=== Records for this exercise ===

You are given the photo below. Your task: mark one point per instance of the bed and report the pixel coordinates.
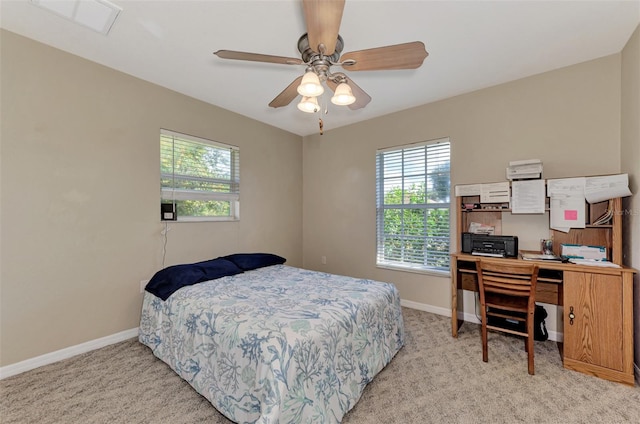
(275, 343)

---

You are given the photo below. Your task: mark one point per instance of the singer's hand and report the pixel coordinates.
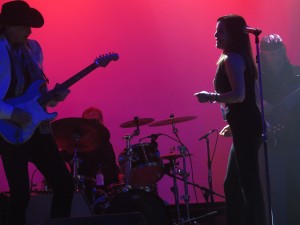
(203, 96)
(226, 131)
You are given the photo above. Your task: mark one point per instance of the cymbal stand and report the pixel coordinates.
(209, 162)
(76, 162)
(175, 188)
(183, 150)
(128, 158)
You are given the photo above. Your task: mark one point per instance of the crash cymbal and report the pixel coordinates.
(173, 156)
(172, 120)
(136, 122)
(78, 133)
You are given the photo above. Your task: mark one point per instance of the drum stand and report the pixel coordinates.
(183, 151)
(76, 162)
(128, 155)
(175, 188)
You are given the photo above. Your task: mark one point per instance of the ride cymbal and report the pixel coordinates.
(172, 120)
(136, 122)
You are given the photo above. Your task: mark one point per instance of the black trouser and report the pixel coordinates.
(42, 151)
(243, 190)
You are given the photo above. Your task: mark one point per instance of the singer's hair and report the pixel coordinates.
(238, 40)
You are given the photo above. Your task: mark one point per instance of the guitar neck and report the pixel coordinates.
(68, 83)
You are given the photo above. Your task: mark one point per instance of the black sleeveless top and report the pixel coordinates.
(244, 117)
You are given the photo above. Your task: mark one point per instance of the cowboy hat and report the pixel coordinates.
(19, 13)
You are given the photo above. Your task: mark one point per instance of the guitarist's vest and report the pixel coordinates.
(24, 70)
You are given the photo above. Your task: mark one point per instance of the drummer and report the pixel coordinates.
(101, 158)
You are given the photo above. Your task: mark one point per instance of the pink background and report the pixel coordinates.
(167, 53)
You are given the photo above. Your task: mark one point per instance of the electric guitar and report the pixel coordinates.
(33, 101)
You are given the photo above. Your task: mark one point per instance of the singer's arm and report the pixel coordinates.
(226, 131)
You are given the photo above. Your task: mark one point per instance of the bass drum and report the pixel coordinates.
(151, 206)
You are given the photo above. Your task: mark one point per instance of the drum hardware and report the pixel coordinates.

=== What needs to be done ===
Only the lines above starting at the line that holds "background and report the pixel coordinates." and ending at the line that holds "hardware and report the pixel coordinates." are to be repeated, exactly and in full.

=== Task result ===
You are given the photo above. Your task: mark one point per instance of the pink background and report the pixel coordinates.
(167, 53)
You are given the photo above. Your task: mark one point per instance of the electric guitar and report the pixel coordinates.
(33, 101)
You are given the photo above. Your task: mark one point per instance of the singer's arm and report the pixel coordinates.
(226, 131)
You are given the photo above. Your task: mark one point per instance of the bass drum and report the pixel coordinates.
(151, 206)
You are given the photo above. Your task: mark one point per instance of the drum hardware and report the pixel coordinates.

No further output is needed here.